- _Material supplied_
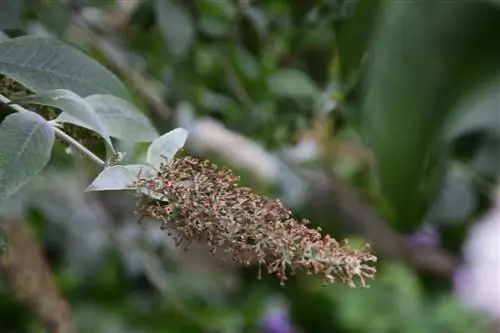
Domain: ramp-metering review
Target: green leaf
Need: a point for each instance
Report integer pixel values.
(292, 83)
(10, 14)
(119, 177)
(42, 64)
(354, 37)
(26, 141)
(426, 57)
(166, 146)
(120, 119)
(481, 113)
(175, 25)
(4, 245)
(73, 105)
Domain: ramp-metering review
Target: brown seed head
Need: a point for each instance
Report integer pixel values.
(202, 202)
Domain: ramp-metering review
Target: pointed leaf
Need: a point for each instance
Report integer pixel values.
(175, 25)
(26, 141)
(119, 177)
(73, 105)
(42, 63)
(120, 119)
(166, 146)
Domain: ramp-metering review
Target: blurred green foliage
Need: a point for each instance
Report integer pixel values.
(396, 74)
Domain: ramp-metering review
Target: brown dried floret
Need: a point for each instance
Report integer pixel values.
(202, 202)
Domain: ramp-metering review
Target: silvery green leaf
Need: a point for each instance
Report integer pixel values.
(166, 146)
(41, 64)
(120, 177)
(73, 105)
(119, 118)
(175, 26)
(26, 141)
(10, 14)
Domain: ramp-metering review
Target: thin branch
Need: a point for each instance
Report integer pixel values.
(329, 196)
(59, 133)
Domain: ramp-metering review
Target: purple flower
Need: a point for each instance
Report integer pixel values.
(425, 236)
(276, 320)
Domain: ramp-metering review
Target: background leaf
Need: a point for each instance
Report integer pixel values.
(166, 146)
(292, 83)
(414, 84)
(119, 118)
(175, 26)
(119, 177)
(26, 141)
(73, 105)
(41, 64)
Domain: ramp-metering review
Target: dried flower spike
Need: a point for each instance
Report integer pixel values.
(202, 202)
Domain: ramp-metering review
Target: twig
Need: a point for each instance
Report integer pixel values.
(330, 196)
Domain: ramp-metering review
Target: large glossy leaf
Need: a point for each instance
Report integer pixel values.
(119, 118)
(41, 64)
(166, 146)
(26, 141)
(10, 14)
(427, 55)
(175, 25)
(73, 105)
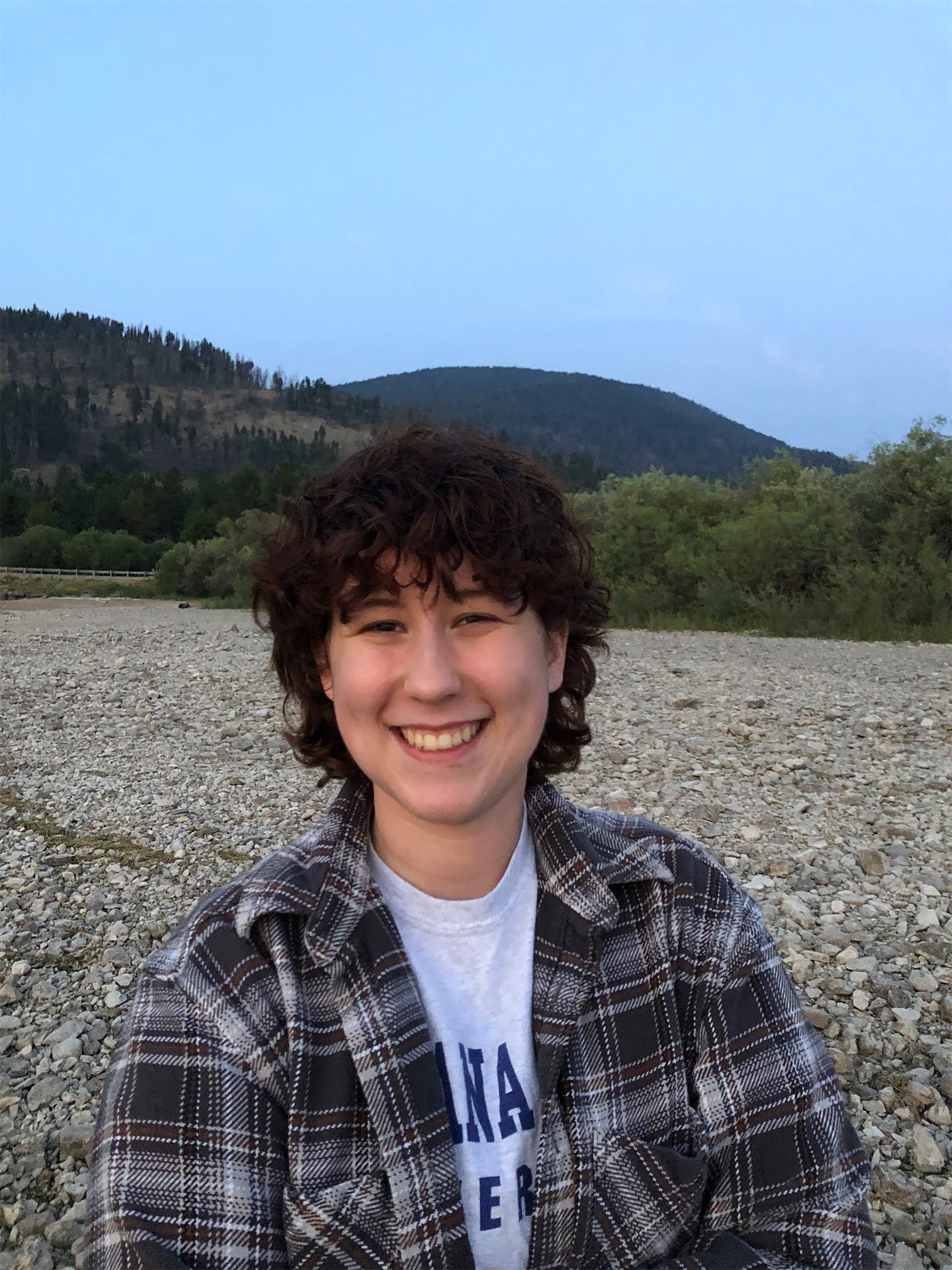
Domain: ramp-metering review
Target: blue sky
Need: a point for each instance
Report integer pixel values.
(744, 202)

- _Directions for this task_
Leave out the pictures and copy everything else in the records word for word.

- _Solution to this exercise_
Domain: ramp-metering review
Target: green leaf
Need: a point for each instance
Report integer pixel values.
(292, 83)
(10, 14)
(119, 177)
(42, 64)
(354, 37)
(26, 141)
(426, 57)
(166, 146)
(120, 119)
(481, 113)
(175, 25)
(4, 245)
(73, 105)
Domain: ramp-metering review
Target: brown seed head
Need: a point for each instance
Report integer pixel values.
(202, 202)
Domain: ramp-metering review
Target: pointed leaf
Need: a point for each instance
Report integer pixel values.
(175, 25)
(26, 141)
(119, 177)
(73, 105)
(42, 63)
(120, 119)
(166, 146)
Domain: ramp-metering review
Target: blurred green foliage
Need: a point for each instance
Report integer pixel values.
(396, 74)
Domain: ramp-metering review
Target: brown dried floret
Need: a point for each instance
Report integer pixel values.
(202, 202)
Domain: ramp-metering review
Target: silvery green leaf
Need: a point for each instance
Report integer pixel values.
(166, 146)
(41, 64)
(120, 177)
(73, 105)
(119, 118)
(175, 26)
(26, 141)
(10, 14)
Domain: ramp-metering review
Target: thin branch
Need: a point for each instance
Report integer pixel values.
(329, 196)
(59, 133)
Domain: ramp-metering review
Target: purple flower
Need: a point for each instance
Report integer pixel values.
(425, 236)
(276, 320)
Domain: ramp-metering review
Target: background leaf
Need: a point for each instance
Report integer pixel values.
(166, 146)
(292, 83)
(414, 84)
(119, 118)
(175, 26)
(119, 177)
(26, 141)
(73, 105)
(41, 64)
Domain: ramp-metering review
Target: dried flower spike
Need: a point for each instance
Report integer pixel values.
(202, 202)
Domain: ramp-metering review
Target: twig
Need: a point for each instance
Report integer pixel values.
(330, 196)
Domain: ramp-metering review
Target: large glossy leaf
Need: a point for each instance
Report integer pixel values.
(119, 118)
(41, 64)
(166, 146)
(26, 141)
(10, 14)
(427, 55)
(175, 25)
(73, 105)
Domain: ramp-metering review
Target: blue sky
Need: a point for each instance
Report integer pixel values.
(744, 202)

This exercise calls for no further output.